======== Quoted passage ========

Held Without Trial in Nigeria

by Matt Kelley · 2009-09-22 06:55:00 UTC


An NGO report released this summer uncovered serious problems with the criminal court process in Nigeria -- finding that more than two-thirds of the country’s approximately 40,000 prisoners are held without charges. Some prisoners have been behind bars for nine years without a trial, the report found. In some of these cases, the paperwork has been lost and there is little hope of piecing together a fair trial.

A May report from the Nigerian Centre for Social and Legal Studies (CSLS) found that 85 percent of prisoners in one facility were held without charge. Last year, Amnesty International found that 65 percent of the country's prisoners haven't been formally charged.

The Amnesty report also pointed to serious human rights abuses in Nigeria's prisons:

Living conditions in the prisons are appalling. They are damaging to the physical and mental well-being of inmates and in many cases constitute clear threats to health. Conditions such as overcrowding, poor sanitation, lack of food and medicines and denial of contact with families and friends fall short of UN standards for the treatment of prisoners. The worst conditions constitute ill-treatment. In many Nigerian prisons inmates sleep two to a bed or on the floor in filthy cells. Toilets are blocked and overflowing or simply nonexistent, and there is no running water. As a result, disease is widespread.

The conditions are so bad that there have been a few mass escapes in recent months, including one in which 150 prisoners walked out in June.  The Nigerian Justice Minister said in an interview this summer that the country has made progress in addressing human rights abuses but went on to call for further reforms and improvements in courts, police, prosecutors and public defense.

While a lack of resources throughout the court system allowed things to get this bad, a central problem is surely the severe shortage of legal aid organizations. The CSLS report’s co-author, professor Yemi Akinseye George, said long-term  detention is “wrong, illegal” and “against the Constitution.”

The situation in Nigeria demonstrates clearly the need for growth in organizations like International Bridges to Justice, a social enterprise that seeks to build capacity in developing countries by training public defenders and paralegals.

========

_Work request 1:_ Retype the stretch of the article on Nigerian prisons from "Held Without Trial" through "been formally charged.".
_Work request 2:_ According to the article on Nigerian prisons, what share of the country's prisoners did Amnesty International find had not been formally charged?

======== Entries shown ========

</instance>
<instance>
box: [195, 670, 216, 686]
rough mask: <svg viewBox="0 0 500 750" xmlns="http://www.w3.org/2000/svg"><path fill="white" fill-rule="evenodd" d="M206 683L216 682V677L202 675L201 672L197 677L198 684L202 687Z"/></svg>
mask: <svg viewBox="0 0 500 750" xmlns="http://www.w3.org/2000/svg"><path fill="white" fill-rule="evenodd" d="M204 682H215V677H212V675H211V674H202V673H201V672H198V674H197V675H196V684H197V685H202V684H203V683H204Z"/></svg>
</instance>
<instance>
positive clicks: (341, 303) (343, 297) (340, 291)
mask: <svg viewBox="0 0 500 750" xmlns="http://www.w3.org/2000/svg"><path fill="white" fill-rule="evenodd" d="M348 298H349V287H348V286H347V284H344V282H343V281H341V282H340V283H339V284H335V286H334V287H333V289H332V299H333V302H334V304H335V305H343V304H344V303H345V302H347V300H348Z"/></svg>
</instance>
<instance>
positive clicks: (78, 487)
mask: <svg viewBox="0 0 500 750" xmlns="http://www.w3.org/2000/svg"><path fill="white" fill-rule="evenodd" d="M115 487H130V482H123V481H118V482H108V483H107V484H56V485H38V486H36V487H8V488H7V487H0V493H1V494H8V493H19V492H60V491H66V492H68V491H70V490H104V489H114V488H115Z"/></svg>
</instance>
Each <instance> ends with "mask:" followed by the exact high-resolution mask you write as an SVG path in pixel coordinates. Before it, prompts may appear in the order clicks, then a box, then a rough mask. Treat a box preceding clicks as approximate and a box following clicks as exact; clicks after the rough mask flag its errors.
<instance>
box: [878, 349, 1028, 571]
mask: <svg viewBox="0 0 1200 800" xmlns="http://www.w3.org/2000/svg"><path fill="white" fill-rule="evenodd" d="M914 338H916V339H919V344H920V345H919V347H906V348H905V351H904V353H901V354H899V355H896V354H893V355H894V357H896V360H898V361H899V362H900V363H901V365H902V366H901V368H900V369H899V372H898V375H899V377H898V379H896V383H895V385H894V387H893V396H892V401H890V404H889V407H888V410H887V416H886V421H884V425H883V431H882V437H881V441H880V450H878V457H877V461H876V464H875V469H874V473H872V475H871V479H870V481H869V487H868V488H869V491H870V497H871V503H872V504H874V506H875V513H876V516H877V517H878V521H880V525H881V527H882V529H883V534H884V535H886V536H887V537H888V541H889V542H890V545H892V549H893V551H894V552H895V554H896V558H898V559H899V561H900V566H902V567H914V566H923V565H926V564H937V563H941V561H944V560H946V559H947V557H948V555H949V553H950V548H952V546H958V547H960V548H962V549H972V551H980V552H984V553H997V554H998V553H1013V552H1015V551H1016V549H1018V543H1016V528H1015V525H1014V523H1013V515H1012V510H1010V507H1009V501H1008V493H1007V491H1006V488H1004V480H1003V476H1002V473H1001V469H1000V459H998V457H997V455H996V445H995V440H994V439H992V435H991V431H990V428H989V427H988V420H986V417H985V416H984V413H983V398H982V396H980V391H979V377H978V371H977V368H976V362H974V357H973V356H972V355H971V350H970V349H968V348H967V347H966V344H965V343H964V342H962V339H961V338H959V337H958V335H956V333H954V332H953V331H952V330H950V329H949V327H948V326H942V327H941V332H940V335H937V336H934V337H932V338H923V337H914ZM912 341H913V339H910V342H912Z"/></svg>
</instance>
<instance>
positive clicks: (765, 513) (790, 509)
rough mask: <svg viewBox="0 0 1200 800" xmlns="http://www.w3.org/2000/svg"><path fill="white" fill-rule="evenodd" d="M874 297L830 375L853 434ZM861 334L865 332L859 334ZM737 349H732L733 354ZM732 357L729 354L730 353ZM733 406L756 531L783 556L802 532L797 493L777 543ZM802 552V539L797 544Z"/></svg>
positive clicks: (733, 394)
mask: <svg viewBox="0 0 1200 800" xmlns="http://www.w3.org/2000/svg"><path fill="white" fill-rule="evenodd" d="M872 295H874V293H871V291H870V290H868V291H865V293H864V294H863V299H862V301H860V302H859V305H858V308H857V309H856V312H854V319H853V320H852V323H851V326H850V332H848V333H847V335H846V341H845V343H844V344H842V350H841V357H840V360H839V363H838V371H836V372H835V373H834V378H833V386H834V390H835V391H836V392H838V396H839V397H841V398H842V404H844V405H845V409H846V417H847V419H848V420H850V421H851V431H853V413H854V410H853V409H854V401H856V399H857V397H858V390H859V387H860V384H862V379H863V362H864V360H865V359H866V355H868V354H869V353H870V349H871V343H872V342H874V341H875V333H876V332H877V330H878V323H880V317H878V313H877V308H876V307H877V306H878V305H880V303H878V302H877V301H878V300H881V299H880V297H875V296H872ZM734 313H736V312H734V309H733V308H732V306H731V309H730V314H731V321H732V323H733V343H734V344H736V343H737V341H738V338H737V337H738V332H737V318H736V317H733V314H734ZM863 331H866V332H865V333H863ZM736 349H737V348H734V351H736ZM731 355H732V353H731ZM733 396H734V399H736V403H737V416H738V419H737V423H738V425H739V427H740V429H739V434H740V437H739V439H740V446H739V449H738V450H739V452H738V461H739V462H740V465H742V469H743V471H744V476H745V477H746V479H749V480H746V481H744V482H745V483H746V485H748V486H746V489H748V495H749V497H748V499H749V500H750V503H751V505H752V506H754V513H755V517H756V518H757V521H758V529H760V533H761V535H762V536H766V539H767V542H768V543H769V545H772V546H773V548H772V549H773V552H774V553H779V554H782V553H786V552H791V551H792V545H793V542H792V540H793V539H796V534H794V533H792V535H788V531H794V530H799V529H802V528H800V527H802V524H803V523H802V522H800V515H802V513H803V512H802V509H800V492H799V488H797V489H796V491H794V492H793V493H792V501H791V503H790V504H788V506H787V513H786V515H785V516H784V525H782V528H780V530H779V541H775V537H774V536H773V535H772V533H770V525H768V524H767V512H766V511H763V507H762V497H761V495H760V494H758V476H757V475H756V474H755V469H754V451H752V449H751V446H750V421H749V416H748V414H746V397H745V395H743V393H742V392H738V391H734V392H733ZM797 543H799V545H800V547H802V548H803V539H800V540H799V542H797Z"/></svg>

========

_Your solution 1:_
Held Without Trial in Nigeria

by Matt Kelley · 2009-09-22 06:55:00 UTC


An NGO report released this summer uncovered serious problems with the criminal court process in Nigeria -- finding that more than two-thirds of the country’s approximately 40,000 prisoners are held without charges. Some prisoners have been behind bars for nine years without a trial, the report found. In some of these cases, the paperwork has been lost and there is little hope of piecing together a fair trial.

A May report from the Nigerian Centre for Social and Legal Studies (CSLS) found that 85 percent of prisoners in one facility were held without charge. Last year, Amnesty International found that 65 percent of the country's prisoners haven't been formally charged.

_Your solution 2:_ 65 percent